[Saved entries]
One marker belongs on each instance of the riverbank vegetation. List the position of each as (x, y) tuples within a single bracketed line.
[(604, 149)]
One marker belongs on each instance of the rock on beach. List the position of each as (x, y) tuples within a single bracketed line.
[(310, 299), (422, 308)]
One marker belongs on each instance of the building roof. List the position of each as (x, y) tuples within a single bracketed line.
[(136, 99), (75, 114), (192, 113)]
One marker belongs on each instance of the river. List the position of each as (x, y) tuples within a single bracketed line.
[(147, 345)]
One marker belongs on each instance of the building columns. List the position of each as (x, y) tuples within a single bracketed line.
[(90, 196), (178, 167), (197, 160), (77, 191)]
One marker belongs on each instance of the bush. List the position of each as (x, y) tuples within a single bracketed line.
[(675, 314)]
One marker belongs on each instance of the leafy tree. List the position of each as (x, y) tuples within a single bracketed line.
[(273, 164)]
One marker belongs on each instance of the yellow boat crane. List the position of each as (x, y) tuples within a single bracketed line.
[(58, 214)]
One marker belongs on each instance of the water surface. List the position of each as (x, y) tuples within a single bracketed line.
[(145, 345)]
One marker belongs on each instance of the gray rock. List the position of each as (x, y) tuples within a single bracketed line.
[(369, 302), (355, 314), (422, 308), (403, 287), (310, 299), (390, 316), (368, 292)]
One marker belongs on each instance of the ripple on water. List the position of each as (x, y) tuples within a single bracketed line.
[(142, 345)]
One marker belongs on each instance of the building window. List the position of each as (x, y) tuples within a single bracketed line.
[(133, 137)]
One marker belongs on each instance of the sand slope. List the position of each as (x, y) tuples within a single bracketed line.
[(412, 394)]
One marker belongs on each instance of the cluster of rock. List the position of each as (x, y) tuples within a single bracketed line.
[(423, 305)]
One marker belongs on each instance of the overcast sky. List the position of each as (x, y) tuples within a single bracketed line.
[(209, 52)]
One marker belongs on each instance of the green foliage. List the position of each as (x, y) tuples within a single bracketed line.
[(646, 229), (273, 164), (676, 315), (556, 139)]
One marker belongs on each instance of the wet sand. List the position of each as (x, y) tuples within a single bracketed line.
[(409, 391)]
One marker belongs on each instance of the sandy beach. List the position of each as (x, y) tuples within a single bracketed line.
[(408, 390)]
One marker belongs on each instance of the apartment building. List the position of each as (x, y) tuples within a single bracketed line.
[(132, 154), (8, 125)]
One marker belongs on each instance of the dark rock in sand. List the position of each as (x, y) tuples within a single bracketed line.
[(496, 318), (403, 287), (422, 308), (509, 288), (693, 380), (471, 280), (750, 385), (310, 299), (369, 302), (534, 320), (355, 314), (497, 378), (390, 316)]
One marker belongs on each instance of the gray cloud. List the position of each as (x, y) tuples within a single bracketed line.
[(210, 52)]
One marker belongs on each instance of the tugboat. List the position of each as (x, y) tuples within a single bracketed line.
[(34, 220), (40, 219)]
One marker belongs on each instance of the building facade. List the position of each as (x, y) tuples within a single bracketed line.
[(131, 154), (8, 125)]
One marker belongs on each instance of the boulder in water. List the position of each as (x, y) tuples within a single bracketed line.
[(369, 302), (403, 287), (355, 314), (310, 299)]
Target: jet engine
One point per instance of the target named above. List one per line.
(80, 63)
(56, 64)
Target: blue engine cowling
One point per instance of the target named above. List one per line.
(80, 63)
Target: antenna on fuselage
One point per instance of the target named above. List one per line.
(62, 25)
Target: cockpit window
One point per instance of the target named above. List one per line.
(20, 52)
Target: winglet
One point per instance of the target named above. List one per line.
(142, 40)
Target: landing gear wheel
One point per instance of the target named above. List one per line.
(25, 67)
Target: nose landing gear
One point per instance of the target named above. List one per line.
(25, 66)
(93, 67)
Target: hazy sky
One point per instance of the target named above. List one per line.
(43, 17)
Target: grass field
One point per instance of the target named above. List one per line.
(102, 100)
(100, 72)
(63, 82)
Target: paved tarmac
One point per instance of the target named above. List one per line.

• _Activity_:
Each line of the records with the word "gear" in it is to be copied.

• _Response to the exercise_:
Target: landing gear wheel
Target: nose landing gear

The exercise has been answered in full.